_WHAT IS REQUIRED_
Copy the rows from the first one through the line containing "[0,632,161,771]", changing "pictured above" to "shown above" and leaving all else untouched.

(Raw records)
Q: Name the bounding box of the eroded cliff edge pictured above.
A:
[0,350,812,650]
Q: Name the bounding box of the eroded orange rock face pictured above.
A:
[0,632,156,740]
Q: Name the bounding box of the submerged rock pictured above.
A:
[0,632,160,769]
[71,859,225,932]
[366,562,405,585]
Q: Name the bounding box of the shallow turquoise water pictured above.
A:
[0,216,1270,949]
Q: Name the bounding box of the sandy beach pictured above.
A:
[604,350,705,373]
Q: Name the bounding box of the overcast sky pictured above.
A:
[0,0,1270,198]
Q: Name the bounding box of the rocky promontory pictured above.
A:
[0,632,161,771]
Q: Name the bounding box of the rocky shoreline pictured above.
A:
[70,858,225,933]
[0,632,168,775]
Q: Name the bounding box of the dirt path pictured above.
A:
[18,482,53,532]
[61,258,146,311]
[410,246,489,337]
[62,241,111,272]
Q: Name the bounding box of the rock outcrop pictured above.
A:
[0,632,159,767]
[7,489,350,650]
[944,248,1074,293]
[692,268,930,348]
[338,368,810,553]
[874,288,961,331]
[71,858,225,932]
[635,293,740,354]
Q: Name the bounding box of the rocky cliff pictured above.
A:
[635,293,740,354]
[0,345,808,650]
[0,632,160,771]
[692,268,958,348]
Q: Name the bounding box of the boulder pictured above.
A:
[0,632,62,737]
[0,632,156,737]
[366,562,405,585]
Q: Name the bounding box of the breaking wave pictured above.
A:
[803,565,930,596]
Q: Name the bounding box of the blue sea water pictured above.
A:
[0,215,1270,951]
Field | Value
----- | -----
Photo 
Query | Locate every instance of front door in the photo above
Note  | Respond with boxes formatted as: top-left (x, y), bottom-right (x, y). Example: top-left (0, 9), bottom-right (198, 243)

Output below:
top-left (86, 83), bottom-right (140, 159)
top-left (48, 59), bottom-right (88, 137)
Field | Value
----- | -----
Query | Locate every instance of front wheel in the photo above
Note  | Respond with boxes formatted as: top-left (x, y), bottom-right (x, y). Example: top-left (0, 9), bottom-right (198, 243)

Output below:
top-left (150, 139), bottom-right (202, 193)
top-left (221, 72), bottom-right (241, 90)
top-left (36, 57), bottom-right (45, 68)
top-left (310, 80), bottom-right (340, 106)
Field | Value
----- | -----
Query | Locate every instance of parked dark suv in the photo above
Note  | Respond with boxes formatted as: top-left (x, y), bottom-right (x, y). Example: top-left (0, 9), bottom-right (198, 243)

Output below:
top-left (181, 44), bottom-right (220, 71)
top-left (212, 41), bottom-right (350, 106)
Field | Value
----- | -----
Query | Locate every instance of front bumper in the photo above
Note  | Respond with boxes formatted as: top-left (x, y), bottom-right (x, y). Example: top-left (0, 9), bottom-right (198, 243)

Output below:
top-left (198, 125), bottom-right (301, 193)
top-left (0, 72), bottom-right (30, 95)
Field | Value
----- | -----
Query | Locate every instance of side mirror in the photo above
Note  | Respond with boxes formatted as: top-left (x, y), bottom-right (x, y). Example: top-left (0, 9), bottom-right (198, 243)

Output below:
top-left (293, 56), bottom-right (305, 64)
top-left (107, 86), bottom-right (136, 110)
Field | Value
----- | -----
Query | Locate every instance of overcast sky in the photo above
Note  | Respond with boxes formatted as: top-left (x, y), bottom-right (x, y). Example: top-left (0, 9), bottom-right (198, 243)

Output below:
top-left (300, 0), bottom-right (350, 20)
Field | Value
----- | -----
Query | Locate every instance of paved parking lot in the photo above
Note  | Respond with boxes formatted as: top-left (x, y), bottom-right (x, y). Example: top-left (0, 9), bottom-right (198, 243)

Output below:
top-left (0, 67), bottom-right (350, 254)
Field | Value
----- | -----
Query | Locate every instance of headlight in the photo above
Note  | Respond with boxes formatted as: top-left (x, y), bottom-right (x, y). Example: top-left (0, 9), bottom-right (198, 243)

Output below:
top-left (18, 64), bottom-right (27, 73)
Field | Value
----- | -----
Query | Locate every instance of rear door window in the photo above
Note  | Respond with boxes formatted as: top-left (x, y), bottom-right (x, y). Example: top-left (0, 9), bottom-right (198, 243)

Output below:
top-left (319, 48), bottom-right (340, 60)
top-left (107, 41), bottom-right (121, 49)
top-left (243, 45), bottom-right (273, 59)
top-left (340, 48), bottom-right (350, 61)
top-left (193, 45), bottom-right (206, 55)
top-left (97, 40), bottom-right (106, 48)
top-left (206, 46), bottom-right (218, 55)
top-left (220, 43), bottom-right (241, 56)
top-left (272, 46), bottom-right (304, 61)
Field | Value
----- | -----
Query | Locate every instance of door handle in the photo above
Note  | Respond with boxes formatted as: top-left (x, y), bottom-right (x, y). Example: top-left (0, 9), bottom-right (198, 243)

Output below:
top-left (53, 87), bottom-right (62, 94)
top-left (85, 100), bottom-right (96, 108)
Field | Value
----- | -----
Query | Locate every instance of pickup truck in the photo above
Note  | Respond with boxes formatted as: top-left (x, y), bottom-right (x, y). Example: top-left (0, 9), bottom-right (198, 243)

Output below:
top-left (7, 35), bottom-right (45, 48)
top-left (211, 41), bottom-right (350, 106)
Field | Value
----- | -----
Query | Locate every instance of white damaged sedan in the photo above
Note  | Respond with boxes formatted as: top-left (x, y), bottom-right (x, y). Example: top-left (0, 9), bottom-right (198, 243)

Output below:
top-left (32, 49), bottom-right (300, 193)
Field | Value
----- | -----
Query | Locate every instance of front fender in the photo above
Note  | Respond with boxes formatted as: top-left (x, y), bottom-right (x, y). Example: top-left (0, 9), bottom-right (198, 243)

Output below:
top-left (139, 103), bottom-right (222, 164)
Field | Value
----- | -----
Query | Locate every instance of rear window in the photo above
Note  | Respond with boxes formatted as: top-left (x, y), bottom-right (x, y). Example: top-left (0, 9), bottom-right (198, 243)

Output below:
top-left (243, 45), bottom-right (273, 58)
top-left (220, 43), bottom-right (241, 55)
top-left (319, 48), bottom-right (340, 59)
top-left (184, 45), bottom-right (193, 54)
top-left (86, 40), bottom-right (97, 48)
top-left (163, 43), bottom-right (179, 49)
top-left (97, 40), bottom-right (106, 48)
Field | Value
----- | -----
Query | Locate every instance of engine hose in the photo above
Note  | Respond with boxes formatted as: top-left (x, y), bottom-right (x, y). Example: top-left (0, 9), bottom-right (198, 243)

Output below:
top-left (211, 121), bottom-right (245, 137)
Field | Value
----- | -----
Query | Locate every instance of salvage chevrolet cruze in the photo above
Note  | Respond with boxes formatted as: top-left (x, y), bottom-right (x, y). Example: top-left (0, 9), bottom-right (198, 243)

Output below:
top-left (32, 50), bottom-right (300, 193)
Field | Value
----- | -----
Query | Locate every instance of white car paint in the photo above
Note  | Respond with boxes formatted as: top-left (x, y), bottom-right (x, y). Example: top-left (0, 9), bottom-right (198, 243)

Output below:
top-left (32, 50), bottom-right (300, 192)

_SOLUTION_
Q: Name the bounding box of the eroded cliff edge shown above.
A:
[0,350,812,650]
Q: Name the bounding box of the eroded orange rock face shown above.
A:
[0,632,156,740]
Q: Name the bounding box of the submerged rock shown above.
A:
[0,632,160,769]
[71,859,225,932]
[366,562,405,585]
Q: Name the bounding box of the shallow turquoise water shown above.
A:
[0,216,1270,949]
Q: Name the bounding box of the sandy beach shown above.
A:
[604,350,705,373]
Q: Name the bounding box of the overcast sky shown above.
A:
[0,0,1270,198]
Q: Name the bounding box of the rocky promontory shown above.
A:
[0,632,161,771]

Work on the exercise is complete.